- **Parts of the exercise**
a) In the text on the smart network system, why does the slide-on-strap touch-sensing structure preserve the overall integrity of the device's outlook? Answer in one to three sentences.
b) Continue the text on the smart network system after its last paragraph, which lists the kinds of trigger event.

- **Given text**

.....

An aspect of the invention is to provide a smart network system applied to communication between an addressing wireless display device and a smart slide-on-strap terminal device to increase the applications of the smart slide-on-strap terminal device and even enhance the functions of the smart slide-on-strap terminal device by the smart network system, and to facilitate the overall integrity of the outlook of the smart slide-on-strap terminal device by disposing the slide-on-strap touch-sensing structure on the smart slide-on-strap terminal device. In details, the smart slide-on-strap terminal device has the slide-on-strap touch-sensing structure, which has the touch input function and is disposed on the strap, and a processing unit produces the corresponding operation instruction according to the user's input. A wireless module transmits the operation instruction to the addressing wireless display device to remotely control the electronic device, and to enhance the functions possessed by the smart slide-on-strap terminal device. Meanwhile, the design of the slide-on-strap touch-sensing structure can further need no more physical buttons, so that the overall integrity of the outlook of the slide-on-strap touch-sensing structure is maintained.

A smart network system comprises at least one addressing wireless display device; and a smart slide-on-strap terminal device. The smart slide-on-strap terminal device communicates with the addressing wireless display device. The smart slide-on-strap terminal device comprises a body, a wireless module, a processing unit, and at least one slide-on-strap touch-sensing structure. The body has a strap. The wireless module is disposed on the body. The processing unit is coupled to the wireless module. The slide-on-strap touch-sensing structure is disposed on the strap and coupled to the processing unit. The slide-on-strap touch-sensing structure senses at least one trigger event to remotely control the addressing wireless display device.

In one embodiment, the smart slide-on-strap terminal device comprises a smart bracelet, a smart watch, or a smart ring.

In one embodiment, the strap comprises a watchband of the smart watch, a strap of the smart bracelet or a circle of the smart ring.

In one embodiment, the slide-on-strap touch-sensing structure is a capacitive touch-sensing structure.

In one embodiment, a central line is disposed on a surface of the strap to divide the slide-on-strap touch-sensing structure into two touch-sensing areas to simulate functions of two physical buttons of a mouse.

In one embodiment, the trigger event comprises a trigger quantity, a trigger quantity distribution, a trigger morphology (which can refer to trigger appearance), a trigger time, a trigger location (which can refer to trigger position) or a trigger frequency.

.....

- **Stored data**

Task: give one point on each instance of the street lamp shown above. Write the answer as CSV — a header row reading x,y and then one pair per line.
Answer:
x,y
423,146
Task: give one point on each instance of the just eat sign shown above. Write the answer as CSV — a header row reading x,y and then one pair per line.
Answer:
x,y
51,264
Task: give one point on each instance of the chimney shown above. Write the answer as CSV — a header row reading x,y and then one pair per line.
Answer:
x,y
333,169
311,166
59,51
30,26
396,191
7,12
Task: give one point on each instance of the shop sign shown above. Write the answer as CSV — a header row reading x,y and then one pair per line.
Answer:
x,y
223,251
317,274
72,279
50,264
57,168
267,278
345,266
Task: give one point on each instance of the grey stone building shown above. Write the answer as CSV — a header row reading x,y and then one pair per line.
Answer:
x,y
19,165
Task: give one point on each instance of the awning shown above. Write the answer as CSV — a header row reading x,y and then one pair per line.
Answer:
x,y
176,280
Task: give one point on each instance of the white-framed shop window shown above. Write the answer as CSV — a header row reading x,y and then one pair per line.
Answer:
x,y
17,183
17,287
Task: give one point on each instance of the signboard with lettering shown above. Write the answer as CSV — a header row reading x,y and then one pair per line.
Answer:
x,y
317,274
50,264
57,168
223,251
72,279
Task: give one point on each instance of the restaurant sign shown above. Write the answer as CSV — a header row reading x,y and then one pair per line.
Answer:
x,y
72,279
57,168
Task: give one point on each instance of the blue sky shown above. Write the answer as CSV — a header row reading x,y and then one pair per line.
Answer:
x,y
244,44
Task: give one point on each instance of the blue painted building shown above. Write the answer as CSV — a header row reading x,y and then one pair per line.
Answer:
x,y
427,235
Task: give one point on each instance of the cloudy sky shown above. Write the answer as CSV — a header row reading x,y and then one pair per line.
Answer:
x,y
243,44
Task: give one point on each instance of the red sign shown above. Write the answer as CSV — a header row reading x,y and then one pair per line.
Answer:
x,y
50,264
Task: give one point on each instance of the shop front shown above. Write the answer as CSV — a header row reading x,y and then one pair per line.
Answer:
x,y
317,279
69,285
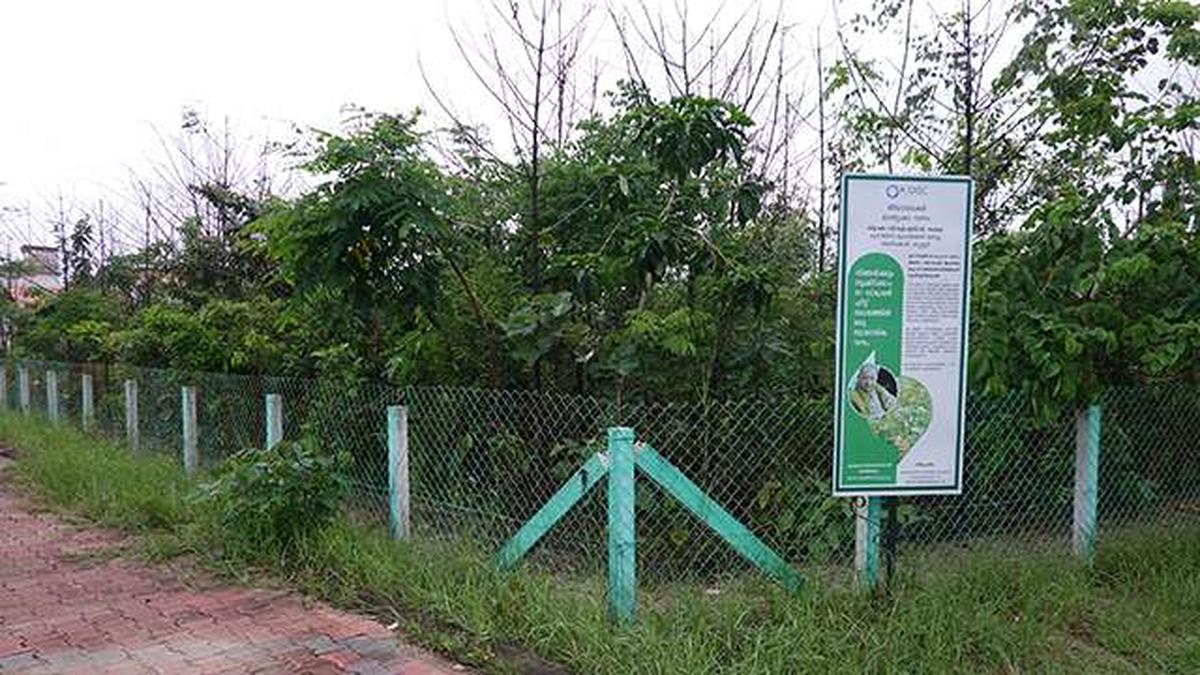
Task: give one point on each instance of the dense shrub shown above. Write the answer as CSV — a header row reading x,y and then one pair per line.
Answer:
x,y
265,501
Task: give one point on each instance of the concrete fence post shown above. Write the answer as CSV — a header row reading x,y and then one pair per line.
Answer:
x,y
1087,473
274,419
52,395
87,405
131,414
397,472
187,413
23,384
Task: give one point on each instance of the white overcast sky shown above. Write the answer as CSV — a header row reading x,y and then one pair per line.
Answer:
x,y
88,87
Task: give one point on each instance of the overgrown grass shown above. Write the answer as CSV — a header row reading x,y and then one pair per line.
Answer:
x,y
1135,610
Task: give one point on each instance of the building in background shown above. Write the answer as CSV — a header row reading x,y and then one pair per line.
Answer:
x,y
35,274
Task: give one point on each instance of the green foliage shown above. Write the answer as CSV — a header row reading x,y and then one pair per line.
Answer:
x,y
73,326
268,501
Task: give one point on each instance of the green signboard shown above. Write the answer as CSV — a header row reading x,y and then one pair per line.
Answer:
x,y
903,297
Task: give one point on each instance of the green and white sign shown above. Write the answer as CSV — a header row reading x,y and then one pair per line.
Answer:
x,y
903,296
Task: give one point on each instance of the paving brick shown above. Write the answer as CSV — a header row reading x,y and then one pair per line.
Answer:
x,y
64,613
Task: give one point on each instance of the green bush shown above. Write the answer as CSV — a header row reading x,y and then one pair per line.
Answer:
x,y
267,501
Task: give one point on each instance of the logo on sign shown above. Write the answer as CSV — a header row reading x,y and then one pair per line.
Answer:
x,y
894,191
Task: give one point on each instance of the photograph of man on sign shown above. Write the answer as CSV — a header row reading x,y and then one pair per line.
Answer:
x,y
870,398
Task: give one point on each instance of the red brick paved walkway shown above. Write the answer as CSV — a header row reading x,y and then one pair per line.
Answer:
x,y
65,607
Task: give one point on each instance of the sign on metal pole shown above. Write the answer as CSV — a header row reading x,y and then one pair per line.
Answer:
x,y
904,285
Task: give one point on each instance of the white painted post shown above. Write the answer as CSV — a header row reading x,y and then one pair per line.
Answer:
x,y
397,472
191,454
52,395
274,419
1087,473
131,413
87,408
23,382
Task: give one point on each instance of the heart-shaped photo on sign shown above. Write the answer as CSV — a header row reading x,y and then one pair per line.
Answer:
x,y
907,420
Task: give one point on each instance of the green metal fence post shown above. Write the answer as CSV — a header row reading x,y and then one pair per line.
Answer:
x,y
622,526
131,413
87,407
23,384
867,541
52,394
187,413
397,472
274,419
1087,472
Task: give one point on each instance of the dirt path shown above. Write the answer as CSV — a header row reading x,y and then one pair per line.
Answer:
x,y
69,607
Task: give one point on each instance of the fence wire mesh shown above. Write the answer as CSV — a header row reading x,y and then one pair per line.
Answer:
x,y
484,461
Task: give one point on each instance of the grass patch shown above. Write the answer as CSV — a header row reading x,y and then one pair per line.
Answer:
x,y
1135,610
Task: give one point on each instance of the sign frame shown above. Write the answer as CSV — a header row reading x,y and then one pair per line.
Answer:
x,y
839,400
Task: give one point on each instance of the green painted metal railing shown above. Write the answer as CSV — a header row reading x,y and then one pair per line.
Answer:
x,y
618,464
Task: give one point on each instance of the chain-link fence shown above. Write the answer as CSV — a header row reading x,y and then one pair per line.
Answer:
x,y
483,461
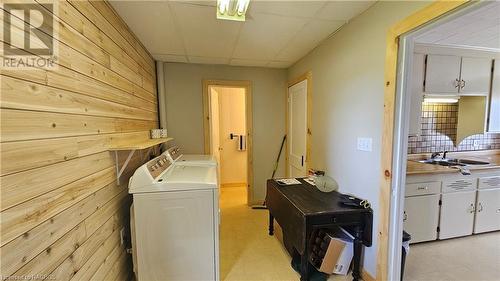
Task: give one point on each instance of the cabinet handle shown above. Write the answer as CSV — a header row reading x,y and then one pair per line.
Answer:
x,y
472,208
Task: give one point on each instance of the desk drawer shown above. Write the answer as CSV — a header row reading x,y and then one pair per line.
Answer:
x,y
459,185
423,188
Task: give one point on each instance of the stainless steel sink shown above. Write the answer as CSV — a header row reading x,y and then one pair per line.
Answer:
x,y
453,162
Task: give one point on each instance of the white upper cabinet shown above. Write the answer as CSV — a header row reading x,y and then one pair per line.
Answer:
x,y
494,110
475,76
442,74
417,93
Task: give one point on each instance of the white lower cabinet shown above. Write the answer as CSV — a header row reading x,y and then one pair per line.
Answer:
x,y
457,214
487,211
421,217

.....

- **Answers to each task**
a) The slide-on-strap touch-sensing structure provides touch input directly on the strap, so the design needs no additional physical buttons. Because no buttons are added, the overall integrity of the outlook is maintained.

b)
In one embodiment, the processing unit receives a signal generated by the trigger event to execute an operation instruction.

In one embodiment, the wireless module receives and transmits the operation instruction to the addressing wireless display device

In one embodiment, the smart network system further comprises a wireless access point which communicates with the smart slide-on-strap terminal device and the addressing wireless display device. The wireless module of the smart slide-on-strap terminal device transmits display information corresponding to the operation instruction to the wireless access point, and the wireless access point transmits the display information to the addressing wireless display device.

In one embodiment, the processing unit produces the operation instruction according to a trigger time, a trigger track or a trigger frequency of the trigger event.

In one embodiment, if the trigger event occurs on the slide-on-strap touch-sensing structure, the trigger time is longer than or equal to a predetermined time, and the trigger track corresponds to one direction, then the processing unit produces the operation instruction for increasing or decreasing a volume.

In one embodiment, if the trigger event occurs on the slide-on-strap touch-sensing structure, the trigger time is longer than or equal to a predetermined time, and the trigger track corresponds to one direction, then the processing unit produces the operation instruction for increasing or decreasing a playback speed.

In one embodiment, if the trigger event occurs on the slide-on-strap touch-sensing structure, the trigger track comprises multiple trigger tracks having more than one direction, then the processing unit produces the operation instruction of one-dimensional screen scrolling, and direction of the one-dimensional screen scrolling is the same with the direction of multiple trigger tracks.

In one embodiment, if the trigger frequency of the trigger event conforms to a booting condition, then the processing unit produces an operation instruction for booting.

In one embodiment, the wireless module comprises an infrared module, a bluetooth module, a ZigBee module, a radio frequency module or a near-field communication module.

In one embodiment, the near-field communication module comprises a user identification key automatically linking to the addressing wireless display device by the wireless module.

In one embodiment, the wireless module comprises a wireless communication chip and an antenna, the wireless communication chip is electrically connected to the processing unit, and the antenna is disposed on the body or the slide-on-strap touch-sensing structure.

In one embodiment, the smart slide-on-strap terminal device comprises a charging module, and the wireless access point transmits a wireless charging energy to the charging module.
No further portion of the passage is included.